Stored records
———

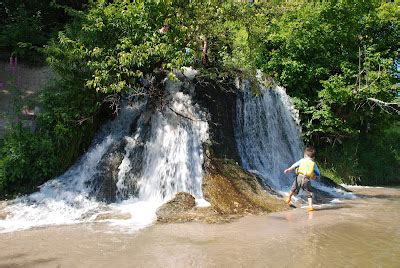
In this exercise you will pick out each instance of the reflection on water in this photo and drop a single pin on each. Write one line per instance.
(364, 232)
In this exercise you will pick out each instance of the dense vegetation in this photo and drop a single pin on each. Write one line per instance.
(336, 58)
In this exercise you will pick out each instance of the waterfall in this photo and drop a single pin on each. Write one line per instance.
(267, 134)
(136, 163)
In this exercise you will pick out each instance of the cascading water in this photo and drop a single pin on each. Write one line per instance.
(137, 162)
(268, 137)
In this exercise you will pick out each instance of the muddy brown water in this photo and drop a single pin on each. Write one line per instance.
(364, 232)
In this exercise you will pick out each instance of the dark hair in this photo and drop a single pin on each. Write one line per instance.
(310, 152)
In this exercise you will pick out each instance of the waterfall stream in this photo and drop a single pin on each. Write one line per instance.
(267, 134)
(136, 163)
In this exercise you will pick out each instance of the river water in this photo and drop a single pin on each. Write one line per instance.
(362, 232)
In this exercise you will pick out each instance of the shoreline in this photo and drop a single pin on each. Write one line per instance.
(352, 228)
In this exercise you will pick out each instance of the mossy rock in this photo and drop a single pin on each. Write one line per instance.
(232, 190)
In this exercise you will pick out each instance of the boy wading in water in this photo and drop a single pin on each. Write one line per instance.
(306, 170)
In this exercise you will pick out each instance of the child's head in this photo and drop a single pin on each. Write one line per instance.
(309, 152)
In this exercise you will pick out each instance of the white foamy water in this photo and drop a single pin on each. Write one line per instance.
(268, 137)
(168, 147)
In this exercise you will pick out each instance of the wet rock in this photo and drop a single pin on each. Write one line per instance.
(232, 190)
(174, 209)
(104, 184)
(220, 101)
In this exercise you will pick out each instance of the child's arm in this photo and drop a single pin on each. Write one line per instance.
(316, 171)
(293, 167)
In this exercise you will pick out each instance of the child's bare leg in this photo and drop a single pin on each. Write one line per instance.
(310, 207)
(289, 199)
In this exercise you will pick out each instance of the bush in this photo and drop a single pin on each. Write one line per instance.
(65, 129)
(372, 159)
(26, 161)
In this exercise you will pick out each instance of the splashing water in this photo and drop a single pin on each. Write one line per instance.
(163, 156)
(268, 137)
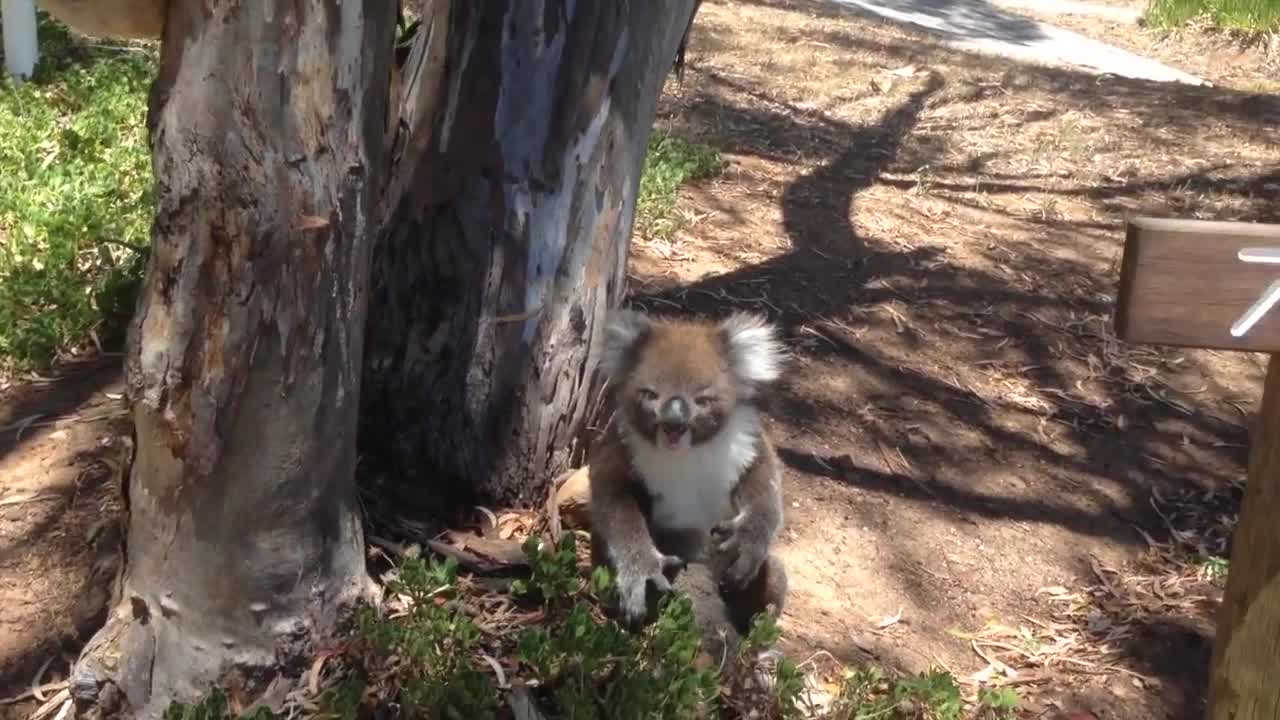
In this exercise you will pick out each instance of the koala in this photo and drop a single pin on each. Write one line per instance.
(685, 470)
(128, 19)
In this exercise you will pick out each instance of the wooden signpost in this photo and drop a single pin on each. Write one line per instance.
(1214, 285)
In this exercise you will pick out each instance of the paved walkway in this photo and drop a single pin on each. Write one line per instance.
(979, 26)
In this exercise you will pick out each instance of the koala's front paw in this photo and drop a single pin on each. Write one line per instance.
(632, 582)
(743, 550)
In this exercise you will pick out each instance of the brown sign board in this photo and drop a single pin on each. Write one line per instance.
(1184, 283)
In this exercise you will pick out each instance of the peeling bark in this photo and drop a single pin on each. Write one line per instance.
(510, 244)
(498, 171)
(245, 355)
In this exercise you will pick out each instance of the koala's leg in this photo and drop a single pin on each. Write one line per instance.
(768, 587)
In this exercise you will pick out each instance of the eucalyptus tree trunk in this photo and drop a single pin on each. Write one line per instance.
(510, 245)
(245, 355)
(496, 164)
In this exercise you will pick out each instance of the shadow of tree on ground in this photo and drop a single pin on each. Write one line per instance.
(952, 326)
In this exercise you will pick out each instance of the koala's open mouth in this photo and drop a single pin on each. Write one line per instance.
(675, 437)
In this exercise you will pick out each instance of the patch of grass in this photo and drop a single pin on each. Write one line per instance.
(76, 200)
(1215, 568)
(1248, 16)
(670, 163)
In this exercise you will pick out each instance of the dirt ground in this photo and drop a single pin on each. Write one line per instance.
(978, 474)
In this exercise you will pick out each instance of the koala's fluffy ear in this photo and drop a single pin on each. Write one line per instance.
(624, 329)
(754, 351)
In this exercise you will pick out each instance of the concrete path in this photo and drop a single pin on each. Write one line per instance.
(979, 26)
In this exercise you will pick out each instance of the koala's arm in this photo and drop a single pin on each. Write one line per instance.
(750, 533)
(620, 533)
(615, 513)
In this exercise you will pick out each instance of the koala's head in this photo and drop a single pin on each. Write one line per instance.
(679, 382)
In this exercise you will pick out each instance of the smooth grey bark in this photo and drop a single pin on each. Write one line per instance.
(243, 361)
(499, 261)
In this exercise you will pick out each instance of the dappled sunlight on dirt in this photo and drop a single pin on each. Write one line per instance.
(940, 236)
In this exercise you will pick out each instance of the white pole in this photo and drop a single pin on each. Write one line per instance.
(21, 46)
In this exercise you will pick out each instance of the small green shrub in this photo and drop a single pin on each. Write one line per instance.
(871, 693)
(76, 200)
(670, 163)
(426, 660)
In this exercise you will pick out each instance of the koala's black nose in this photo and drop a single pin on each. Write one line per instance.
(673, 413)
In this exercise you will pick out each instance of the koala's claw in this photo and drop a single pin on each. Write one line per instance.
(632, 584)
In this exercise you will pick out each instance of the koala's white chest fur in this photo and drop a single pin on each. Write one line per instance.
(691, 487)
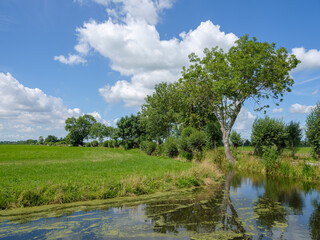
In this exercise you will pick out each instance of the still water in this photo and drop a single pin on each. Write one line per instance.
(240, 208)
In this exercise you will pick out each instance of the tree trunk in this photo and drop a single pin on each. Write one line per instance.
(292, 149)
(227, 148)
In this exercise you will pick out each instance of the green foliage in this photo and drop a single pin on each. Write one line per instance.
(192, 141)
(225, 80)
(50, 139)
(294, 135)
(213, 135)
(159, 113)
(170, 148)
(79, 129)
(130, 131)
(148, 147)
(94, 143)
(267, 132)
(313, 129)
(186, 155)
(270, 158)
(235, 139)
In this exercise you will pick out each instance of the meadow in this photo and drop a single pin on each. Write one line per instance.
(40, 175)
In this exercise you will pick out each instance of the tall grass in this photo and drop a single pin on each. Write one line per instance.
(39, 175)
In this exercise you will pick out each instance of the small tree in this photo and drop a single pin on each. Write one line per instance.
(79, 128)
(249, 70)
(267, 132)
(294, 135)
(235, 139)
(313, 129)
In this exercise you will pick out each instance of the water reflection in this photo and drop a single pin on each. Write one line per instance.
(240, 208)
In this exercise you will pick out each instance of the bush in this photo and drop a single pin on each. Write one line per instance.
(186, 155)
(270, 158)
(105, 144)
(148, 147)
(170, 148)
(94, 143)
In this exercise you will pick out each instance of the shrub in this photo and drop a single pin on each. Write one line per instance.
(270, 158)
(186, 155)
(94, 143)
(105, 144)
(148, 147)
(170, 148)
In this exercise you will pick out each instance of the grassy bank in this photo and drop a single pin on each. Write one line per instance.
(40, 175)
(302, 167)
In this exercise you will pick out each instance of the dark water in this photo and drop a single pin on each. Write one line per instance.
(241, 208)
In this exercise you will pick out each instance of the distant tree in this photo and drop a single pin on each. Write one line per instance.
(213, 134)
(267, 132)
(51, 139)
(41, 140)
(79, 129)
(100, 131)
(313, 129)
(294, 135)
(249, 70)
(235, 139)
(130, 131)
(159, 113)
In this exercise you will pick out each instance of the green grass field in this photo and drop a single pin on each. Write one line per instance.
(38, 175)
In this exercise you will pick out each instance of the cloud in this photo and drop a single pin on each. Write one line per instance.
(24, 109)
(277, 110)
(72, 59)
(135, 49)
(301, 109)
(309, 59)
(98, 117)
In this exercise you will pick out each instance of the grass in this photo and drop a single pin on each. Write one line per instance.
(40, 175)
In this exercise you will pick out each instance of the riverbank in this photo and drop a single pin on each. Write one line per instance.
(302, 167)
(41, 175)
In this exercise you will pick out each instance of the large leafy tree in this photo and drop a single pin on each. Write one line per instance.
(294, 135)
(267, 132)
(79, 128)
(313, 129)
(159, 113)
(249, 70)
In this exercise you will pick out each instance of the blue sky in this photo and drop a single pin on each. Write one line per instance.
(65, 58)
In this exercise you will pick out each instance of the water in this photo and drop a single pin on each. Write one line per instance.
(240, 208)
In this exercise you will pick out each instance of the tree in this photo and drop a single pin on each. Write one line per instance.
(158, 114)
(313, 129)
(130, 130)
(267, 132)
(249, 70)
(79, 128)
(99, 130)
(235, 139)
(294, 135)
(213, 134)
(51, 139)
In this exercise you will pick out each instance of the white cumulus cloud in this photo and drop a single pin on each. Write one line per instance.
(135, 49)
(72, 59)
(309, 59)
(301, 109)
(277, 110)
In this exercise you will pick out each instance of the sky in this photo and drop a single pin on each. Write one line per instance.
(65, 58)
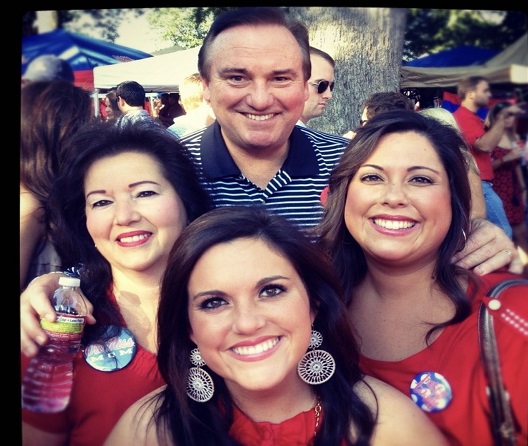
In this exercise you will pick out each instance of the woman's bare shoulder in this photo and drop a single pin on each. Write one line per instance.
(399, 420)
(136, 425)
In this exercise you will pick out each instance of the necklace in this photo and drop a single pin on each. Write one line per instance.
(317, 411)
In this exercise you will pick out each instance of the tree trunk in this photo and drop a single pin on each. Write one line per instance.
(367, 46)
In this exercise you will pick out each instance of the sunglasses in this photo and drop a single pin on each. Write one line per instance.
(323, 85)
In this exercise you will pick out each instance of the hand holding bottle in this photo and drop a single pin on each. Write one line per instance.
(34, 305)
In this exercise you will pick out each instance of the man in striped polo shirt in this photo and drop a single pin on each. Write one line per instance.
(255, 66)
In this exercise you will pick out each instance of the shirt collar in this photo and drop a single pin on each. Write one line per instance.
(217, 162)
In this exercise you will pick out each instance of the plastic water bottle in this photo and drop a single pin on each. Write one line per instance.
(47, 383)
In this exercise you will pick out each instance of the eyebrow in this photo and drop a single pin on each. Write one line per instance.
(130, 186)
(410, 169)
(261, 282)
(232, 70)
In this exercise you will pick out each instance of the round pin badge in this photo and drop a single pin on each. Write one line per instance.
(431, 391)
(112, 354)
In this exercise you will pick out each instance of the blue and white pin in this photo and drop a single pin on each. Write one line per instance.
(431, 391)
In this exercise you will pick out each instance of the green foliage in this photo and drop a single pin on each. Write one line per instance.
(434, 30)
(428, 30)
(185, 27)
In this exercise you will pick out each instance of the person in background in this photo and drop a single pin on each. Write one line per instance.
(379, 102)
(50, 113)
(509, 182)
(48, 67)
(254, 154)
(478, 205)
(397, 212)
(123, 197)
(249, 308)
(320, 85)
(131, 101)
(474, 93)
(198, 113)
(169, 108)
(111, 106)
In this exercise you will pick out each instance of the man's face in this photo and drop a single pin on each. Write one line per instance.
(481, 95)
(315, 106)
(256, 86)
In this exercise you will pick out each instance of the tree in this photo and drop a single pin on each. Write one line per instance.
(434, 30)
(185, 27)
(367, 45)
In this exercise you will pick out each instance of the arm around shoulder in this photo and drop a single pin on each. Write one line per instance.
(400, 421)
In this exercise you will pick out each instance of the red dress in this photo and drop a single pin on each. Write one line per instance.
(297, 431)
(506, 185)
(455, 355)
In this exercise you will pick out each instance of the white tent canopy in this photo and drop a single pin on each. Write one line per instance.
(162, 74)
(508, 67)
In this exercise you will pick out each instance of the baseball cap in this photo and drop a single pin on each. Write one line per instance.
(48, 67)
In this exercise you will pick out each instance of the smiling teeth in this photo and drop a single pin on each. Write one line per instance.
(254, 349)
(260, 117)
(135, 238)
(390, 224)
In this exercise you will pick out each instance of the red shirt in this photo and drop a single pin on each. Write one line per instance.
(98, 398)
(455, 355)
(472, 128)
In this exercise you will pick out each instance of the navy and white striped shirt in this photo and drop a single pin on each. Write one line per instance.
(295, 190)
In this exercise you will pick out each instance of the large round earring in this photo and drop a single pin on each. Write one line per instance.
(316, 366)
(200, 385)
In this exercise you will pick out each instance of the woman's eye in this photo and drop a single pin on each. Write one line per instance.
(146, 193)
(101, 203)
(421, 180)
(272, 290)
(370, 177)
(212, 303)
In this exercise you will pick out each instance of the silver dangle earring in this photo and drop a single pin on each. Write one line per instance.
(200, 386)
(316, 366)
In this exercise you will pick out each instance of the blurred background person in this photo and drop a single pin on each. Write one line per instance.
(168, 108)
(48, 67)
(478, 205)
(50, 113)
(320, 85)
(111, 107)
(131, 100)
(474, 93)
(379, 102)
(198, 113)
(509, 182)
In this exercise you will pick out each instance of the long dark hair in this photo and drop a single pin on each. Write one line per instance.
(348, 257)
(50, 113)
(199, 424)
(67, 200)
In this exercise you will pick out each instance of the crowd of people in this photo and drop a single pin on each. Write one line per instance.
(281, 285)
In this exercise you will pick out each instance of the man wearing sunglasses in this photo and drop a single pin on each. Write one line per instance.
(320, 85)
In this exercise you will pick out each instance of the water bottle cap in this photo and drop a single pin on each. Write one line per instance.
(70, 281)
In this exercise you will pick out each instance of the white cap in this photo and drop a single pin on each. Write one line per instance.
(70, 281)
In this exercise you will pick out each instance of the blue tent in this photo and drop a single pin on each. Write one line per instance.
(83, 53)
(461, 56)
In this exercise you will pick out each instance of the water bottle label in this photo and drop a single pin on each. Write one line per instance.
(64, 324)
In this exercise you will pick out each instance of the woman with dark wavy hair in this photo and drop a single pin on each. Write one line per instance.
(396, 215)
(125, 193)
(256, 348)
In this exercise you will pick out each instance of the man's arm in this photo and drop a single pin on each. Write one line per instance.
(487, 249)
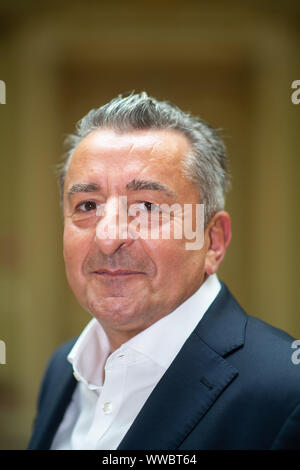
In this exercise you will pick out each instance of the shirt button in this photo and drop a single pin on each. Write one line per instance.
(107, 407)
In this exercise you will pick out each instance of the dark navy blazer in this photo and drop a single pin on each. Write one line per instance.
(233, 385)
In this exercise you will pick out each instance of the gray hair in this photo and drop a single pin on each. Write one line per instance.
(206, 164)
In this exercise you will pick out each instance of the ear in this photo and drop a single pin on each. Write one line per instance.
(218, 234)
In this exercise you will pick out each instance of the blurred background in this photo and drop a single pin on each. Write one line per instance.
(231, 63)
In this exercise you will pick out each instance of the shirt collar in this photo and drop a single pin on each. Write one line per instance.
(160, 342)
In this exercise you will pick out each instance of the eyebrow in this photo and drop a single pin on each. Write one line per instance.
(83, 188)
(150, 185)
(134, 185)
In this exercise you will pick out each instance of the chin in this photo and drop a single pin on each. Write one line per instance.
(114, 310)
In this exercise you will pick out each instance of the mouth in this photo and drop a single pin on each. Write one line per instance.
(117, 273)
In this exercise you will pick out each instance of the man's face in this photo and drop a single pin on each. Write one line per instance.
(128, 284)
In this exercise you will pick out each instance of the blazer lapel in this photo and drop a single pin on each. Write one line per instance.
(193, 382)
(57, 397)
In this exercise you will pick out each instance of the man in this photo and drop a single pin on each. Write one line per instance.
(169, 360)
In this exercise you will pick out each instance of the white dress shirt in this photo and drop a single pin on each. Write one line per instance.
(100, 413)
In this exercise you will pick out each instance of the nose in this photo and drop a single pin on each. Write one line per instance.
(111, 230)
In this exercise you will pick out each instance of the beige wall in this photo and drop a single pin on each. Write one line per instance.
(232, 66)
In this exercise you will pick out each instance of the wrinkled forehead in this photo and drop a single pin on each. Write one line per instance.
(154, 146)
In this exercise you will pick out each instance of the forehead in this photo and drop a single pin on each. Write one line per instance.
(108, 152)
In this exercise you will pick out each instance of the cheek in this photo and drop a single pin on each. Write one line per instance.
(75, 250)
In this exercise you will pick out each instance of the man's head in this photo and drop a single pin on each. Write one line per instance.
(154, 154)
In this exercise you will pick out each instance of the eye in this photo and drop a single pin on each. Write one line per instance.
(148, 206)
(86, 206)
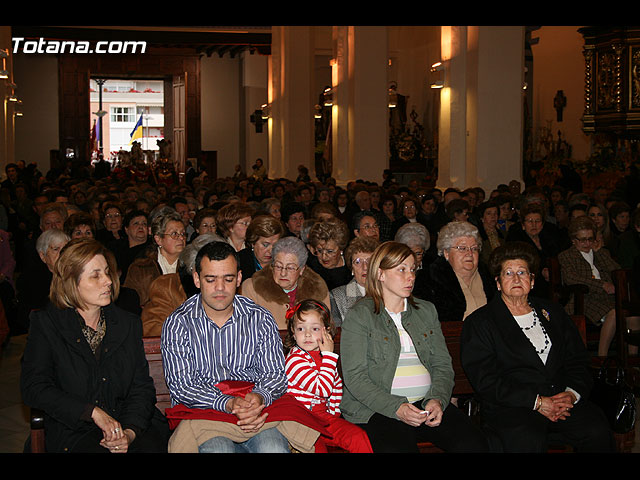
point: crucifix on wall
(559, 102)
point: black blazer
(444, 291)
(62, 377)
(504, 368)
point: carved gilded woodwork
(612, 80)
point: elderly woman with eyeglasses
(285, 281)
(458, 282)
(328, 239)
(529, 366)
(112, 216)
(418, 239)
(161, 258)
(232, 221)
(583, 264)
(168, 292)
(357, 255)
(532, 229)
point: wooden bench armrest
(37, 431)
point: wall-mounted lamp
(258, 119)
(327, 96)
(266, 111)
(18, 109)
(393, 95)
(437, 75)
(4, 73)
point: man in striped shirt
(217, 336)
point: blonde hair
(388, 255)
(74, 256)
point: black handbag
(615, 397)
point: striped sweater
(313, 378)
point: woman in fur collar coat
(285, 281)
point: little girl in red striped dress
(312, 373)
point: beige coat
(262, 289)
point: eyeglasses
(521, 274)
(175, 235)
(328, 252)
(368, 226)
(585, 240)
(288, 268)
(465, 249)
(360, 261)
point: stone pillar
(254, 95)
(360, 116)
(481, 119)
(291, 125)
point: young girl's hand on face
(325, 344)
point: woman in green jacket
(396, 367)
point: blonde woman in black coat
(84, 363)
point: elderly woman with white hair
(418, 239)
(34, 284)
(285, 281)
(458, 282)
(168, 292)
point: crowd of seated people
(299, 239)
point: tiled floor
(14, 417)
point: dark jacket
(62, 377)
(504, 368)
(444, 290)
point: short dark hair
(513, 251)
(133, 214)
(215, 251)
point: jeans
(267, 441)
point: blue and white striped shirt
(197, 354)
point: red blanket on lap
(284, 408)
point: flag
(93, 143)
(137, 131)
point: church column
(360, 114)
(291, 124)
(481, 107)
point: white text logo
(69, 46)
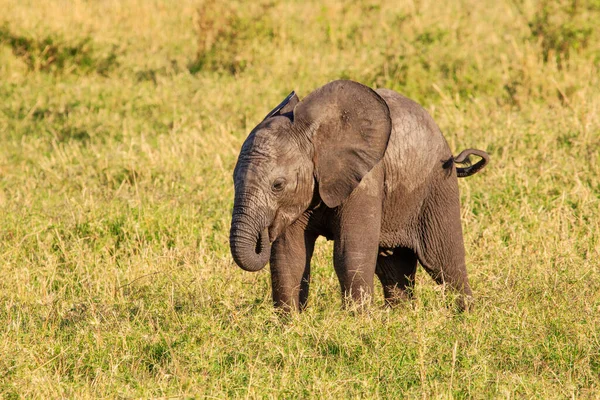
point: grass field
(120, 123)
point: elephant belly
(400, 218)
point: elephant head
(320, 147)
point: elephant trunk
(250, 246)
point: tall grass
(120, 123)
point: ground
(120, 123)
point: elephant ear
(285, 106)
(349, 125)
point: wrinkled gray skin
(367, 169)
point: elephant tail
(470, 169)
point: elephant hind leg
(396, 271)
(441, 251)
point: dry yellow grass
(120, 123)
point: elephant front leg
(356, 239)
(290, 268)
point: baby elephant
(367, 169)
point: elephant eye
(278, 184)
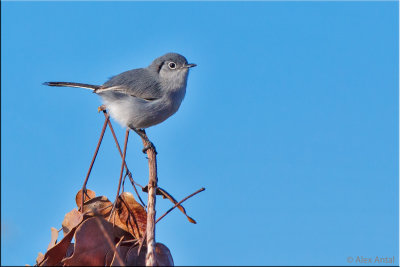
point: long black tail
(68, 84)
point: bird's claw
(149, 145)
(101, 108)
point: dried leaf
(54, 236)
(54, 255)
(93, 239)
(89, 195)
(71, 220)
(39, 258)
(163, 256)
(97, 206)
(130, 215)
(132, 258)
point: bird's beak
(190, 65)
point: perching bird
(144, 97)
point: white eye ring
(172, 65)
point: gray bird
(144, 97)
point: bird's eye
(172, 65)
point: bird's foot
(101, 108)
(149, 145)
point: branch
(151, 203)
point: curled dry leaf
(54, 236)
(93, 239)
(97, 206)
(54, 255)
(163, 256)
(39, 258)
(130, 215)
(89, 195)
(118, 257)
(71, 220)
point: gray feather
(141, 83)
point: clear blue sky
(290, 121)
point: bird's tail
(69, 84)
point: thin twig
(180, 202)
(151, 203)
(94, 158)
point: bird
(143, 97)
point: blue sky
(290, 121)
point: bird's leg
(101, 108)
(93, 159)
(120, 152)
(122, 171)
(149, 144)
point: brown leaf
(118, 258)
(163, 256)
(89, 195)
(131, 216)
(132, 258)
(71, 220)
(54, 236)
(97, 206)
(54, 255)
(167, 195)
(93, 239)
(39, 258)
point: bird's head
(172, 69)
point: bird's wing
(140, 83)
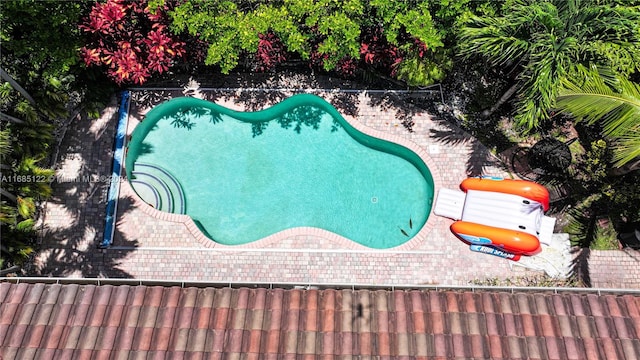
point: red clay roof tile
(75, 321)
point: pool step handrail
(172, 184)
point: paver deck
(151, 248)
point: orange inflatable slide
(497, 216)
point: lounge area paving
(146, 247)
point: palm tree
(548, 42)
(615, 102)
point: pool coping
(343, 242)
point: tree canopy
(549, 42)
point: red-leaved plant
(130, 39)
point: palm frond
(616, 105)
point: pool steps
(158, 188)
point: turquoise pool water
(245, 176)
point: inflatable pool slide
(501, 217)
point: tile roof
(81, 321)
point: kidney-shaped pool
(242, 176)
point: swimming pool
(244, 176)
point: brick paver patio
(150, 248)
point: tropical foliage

———

▸ WORK ORDER
Every line from the one containing "point: kidney-shaped pool" through the end of the entries above must be echoed exactly, with both ends kept.

▸ RESPONSE BOX
point: kidney-shaped pool
(242, 176)
point: swimming pool
(244, 176)
point: brick paver patio
(150, 248)
point: tropical foliage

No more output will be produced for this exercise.